start LISTED RECORDS
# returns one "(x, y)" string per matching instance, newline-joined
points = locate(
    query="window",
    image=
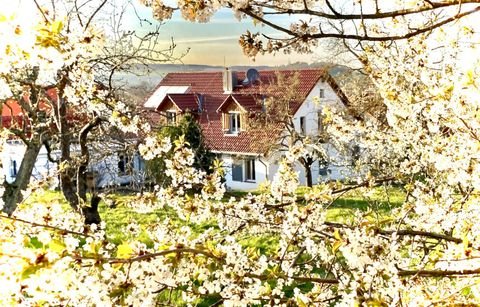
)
(123, 164)
(302, 124)
(234, 122)
(243, 170)
(320, 121)
(323, 168)
(237, 170)
(13, 168)
(321, 93)
(250, 170)
(171, 117)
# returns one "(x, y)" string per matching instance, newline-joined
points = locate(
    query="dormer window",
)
(235, 125)
(232, 122)
(171, 117)
(321, 93)
(302, 125)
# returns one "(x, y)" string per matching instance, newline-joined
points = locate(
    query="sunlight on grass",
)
(117, 214)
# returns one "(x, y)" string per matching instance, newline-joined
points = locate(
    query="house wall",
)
(169, 106)
(14, 151)
(261, 168)
(105, 167)
(339, 166)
end LISTED RECORDS
*SHORT EXERCISE:*
Write out all of the data above again with "grass" swapped for "lawn" and nothing else changed. Leave the pictures out.

*RESULT OF THE TASK:*
# returns one "(x, y)" string per matching instance, newline-joined
points = locate(
    query="window",
    image=
)
(123, 164)
(302, 124)
(234, 122)
(243, 170)
(320, 121)
(323, 168)
(237, 170)
(13, 168)
(321, 93)
(250, 170)
(171, 117)
# returns one "(x, y)" string per matching instance, newline-joined
points = locate(
    query="dormer window",
)
(235, 125)
(232, 122)
(171, 117)
(321, 93)
(302, 125)
# returns one "(x, y)" string per matching instance, newline-joined
points = locate(
    query="sunlight on lawn",
)
(117, 214)
# returns one "(x, y)" string per matching instance, newline-joined
points = locate(
    query="house wall",
)
(169, 106)
(14, 151)
(261, 168)
(105, 167)
(339, 166)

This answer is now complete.